▸ **THE TASKS**:
1. Answer these from the training parameters reference:
(a) Which section of the YAML config holds these parameters?
(b) What is the default value of `learning_rate`?
(c) What does setting `check_val_every_n_steps` turn off?
2. Carry on the training parameters reference from its last line.

Training Parameters

Parameters that control the foundation model training process. These are set in the training_params section of the YAML config or passed as a TrainingParams object in Python.

from monad.config import TrainingParams

`TrainingParams`

Parameter	Type	Default	Description
`epochs`	`int`	`1`	Number of epochs to train the model for.
`learning_rate`	`float`	`0.0001`	Learning rate.
`check_val_every_n_steps`	`int \\| None`	`None`	Run validation every N training steps. Disables validation on epoch end when set.
`check_val_every_n_epochs`	`int \\| None`	`1`	Run validation every N epochs.
`limit_train_batches`	`int \\| None`	`None`	Limit number of training batches per epoch. Useful for quick validation of setup.

(Pointing records)
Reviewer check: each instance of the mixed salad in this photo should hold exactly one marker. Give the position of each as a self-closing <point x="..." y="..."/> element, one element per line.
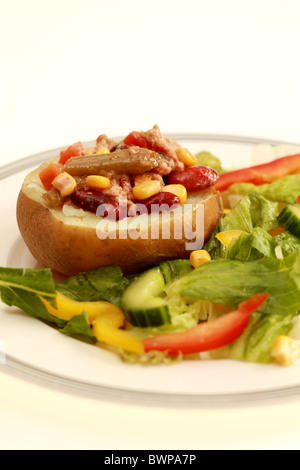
<point x="238" y="298"/>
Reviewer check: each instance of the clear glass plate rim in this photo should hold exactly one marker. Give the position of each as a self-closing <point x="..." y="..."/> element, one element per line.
<point x="43" y="378"/>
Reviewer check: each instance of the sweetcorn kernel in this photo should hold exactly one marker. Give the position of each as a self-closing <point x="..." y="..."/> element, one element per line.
<point x="97" y="182"/>
<point x="186" y="156"/>
<point x="178" y="189"/>
<point x="65" y="184"/>
<point x="199" y="257"/>
<point x="285" y="351"/>
<point x="146" y="189"/>
<point x="139" y="179"/>
<point x="89" y="151"/>
<point x="102" y="151"/>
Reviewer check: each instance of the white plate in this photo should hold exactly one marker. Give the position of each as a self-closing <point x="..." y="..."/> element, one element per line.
<point x="39" y="353"/>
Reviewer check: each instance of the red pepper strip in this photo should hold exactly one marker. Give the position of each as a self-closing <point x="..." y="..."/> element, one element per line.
<point x="136" y="139"/>
<point x="75" y="150"/>
<point x="260" y="174"/>
<point x="49" y="174"/>
<point x="210" y="335"/>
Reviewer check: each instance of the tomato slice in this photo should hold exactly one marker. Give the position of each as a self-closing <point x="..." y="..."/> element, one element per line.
<point x="210" y="335"/>
<point x="136" y="139"/>
<point x="49" y="174"/>
<point x="260" y="174"/>
<point x="75" y="150"/>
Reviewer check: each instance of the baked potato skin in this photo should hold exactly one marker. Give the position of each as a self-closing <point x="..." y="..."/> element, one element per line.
<point x="70" y="249"/>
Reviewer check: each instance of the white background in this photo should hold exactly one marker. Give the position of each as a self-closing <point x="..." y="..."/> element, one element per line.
<point x="72" y="69"/>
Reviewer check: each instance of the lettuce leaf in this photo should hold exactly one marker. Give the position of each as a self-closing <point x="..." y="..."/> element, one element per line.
<point x="207" y="159"/>
<point x="25" y="288"/>
<point x="230" y="282"/>
<point x="282" y="190"/>
<point x="252" y="212"/>
<point x="78" y="327"/>
<point x="256" y="342"/>
<point x="175" y="269"/>
<point x="105" y="284"/>
<point x="288" y="243"/>
<point x="253" y="246"/>
<point x="260" y="244"/>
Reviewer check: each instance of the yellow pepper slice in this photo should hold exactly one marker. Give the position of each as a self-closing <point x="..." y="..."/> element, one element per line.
<point x="226" y="237"/>
<point x="68" y="308"/>
<point x="105" y="317"/>
<point x="107" y="333"/>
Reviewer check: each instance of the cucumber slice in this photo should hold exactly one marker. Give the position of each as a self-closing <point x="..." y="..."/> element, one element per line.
<point x="142" y="301"/>
<point x="289" y="218"/>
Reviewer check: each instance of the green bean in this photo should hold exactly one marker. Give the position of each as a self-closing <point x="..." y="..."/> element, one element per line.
<point x="120" y="162"/>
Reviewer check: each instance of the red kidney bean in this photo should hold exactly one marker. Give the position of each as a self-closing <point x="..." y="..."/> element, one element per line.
<point x="91" y="200"/>
<point x="196" y="178"/>
<point x="154" y="203"/>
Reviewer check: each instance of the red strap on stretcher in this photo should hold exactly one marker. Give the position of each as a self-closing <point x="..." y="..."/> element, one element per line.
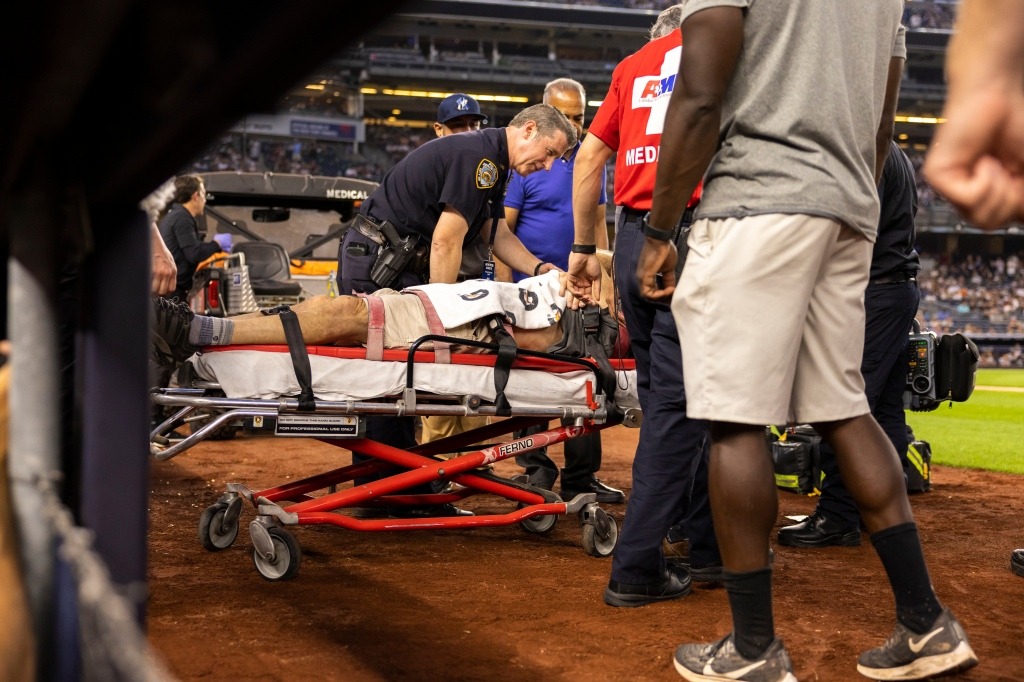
<point x="375" y="328"/>
<point x="442" y="349"/>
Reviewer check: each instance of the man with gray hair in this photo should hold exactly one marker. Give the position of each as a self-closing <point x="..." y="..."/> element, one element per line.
<point x="670" y="468"/>
<point x="539" y="210"/>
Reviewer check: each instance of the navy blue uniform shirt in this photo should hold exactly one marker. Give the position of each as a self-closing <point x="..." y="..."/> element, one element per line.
<point x="894" y="253"/>
<point x="467" y="171"/>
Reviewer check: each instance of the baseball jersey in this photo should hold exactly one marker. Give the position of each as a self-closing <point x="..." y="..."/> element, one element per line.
<point x="801" y="114"/>
<point x="532" y="303"/>
<point x="632" y="116"/>
<point x="467" y="171"/>
<point x="545" y="205"/>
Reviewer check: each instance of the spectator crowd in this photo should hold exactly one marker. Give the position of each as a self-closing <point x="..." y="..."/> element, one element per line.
<point x="981" y="297"/>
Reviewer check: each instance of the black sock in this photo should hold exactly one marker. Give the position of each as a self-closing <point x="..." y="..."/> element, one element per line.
<point x="750" y="598"/>
<point x="899" y="549"/>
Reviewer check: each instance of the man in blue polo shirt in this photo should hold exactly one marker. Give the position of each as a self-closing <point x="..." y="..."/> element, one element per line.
<point x="539" y="210"/>
<point x="415" y="225"/>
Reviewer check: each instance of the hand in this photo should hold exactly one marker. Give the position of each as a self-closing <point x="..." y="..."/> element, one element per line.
<point x="165" y="272"/>
<point x="582" y="284"/>
<point x="657" y="261"/>
<point x="976" y="160"/>
<point x="223" y="240"/>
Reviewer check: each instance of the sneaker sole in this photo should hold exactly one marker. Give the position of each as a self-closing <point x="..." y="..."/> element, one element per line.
<point x="958" y="659"/>
<point x="688" y="674"/>
<point x="633" y="600"/>
<point x="849" y="540"/>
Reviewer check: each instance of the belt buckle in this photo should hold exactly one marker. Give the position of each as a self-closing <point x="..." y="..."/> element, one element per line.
<point x="368" y="228"/>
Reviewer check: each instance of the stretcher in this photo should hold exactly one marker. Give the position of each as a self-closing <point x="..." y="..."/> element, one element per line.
<point x="327" y="392"/>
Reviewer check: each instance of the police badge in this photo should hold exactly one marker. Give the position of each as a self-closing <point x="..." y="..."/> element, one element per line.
<point x="486" y="174"/>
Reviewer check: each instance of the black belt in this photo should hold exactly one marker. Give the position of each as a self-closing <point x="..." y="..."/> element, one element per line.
<point x="895" y="279"/>
<point x="633" y="215"/>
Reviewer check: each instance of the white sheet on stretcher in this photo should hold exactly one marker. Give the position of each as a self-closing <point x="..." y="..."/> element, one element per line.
<point x="255" y="374"/>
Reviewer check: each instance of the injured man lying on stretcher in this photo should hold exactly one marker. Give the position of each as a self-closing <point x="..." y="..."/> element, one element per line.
<point x="532" y="310"/>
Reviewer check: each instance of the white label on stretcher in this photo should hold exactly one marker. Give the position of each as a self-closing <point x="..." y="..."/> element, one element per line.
<point x="302" y="425"/>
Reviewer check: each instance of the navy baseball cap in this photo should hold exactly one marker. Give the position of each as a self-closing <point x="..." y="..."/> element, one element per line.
<point x="459" y="104"/>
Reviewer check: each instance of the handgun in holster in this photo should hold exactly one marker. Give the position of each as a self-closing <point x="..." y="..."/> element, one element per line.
<point x="394" y="256"/>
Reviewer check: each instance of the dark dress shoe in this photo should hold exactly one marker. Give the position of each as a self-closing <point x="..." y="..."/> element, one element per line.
<point x="605" y="494"/>
<point x="430" y="511"/>
<point x="819" y="530"/>
<point x="1017" y="561"/>
<point x="674" y="584"/>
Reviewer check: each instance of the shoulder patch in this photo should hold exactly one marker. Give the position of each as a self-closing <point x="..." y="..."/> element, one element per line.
<point x="486" y="174"/>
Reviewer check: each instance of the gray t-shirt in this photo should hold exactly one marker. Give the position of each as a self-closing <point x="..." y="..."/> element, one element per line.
<point x="800" y="118"/>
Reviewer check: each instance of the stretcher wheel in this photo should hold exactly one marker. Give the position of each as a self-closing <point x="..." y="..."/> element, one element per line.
<point x="214" y="533"/>
<point x="287" y="556"/>
<point x="539" y="524"/>
<point x="600" y="534"/>
<point x="225" y="432"/>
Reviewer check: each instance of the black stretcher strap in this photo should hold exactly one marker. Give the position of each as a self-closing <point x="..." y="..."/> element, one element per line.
<point x="300" y="356"/>
<point x="592" y="326"/>
<point x="503" y="364"/>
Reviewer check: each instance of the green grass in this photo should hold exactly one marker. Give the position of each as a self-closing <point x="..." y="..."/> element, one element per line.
<point x="985" y="432"/>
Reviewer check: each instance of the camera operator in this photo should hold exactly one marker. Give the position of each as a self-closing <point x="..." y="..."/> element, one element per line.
<point x="890" y="305"/>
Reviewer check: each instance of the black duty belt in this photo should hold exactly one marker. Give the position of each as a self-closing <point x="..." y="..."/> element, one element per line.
<point x="900" y="278"/>
<point x="631" y="216"/>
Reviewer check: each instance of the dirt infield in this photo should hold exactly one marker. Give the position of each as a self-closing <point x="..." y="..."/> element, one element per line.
<point x="502" y="604"/>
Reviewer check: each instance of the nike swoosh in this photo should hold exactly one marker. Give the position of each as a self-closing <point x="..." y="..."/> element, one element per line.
<point x="734" y="675"/>
<point x="916" y="646"/>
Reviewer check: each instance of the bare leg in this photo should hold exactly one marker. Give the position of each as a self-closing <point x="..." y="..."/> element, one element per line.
<point x="870" y="470"/>
<point x="341" y="321"/>
<point x="743" y="498"/>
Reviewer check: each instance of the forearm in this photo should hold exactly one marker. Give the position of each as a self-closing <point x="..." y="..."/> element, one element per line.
<point x="987" y="47"/>
<point x="688" y="144"/>
<point x="512" y="252"/>
<point x="601" y="227"/>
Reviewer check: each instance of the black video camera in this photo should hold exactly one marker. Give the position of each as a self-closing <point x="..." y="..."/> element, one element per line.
<point x="941" y="369"/>
<point x="921" y="394"/>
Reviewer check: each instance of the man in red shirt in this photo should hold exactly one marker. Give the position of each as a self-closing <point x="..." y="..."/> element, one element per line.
<point x="670" y="468"/>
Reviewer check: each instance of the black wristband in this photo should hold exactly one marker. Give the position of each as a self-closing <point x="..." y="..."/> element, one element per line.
<point x="654" y="232"/>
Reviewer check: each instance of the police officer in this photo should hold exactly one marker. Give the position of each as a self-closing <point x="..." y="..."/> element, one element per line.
<point x="436" y="200"/>
<point x="670" y="468"/>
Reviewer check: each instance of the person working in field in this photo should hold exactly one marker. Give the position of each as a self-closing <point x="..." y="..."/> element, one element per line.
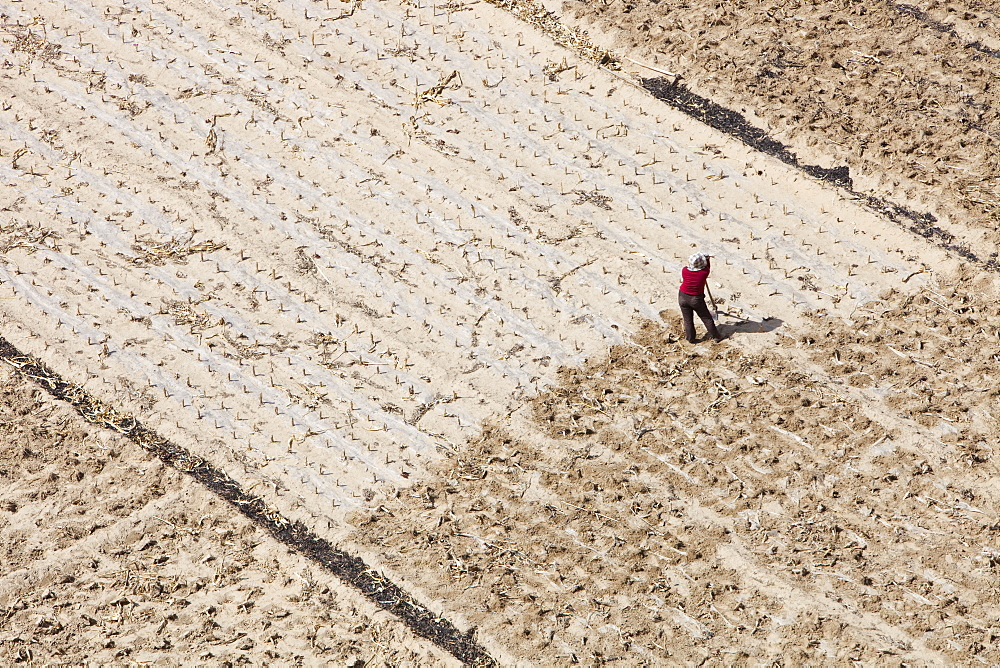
<point x="691" y="296"/>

▸ **ANSWERS IN ORDER**:
1.
(a) The `training_params` section.
(b) `0.0001`.
(c) Validation on epoch end.

2.
`limit_val_batches`	`int \\| None`	`None`	Limit number of validation batches per epoch.
`loss`	`Callable \\| None`	`None`	Custom loss function.
`checkpoint_dir`	`str \\| Path \\| None`	`None`	Directory to store model checkpoints.
`metric_to_monitor`	`str \\| None`	`None`	Metric alias to monitor for best-model selection.
`metric_monitoring_mode`	`MetricMonitoringMode \\| None`	`None`	Whether to minimize (`"min"`) or maximize (`"max"`) the monitored metric.
`gradient_clip_val`	`int \\| float \\| None`	`None`	Value above which gradients are clipped.
`checkpoint_every_n_steps`	`int \\| None`	`None`	Enable intra-epoch checkpointing at every N steps.
`early_stopping`	`EarlyStopping \\| None`	`None`	Early stopping configuration. See EarlyStopping below.
`precision`	`Literal[...]`	`"bf16-mixed"` / `"16-mixed"`	Float precision for training. Defaults to `"bf16-mixed"` on GPUs with bfloat16 support, otherwise `"16-mixed"`. See Precision Values below.

Inherited Parameters

These are inherited from the base parameter class and shared with TestingParams.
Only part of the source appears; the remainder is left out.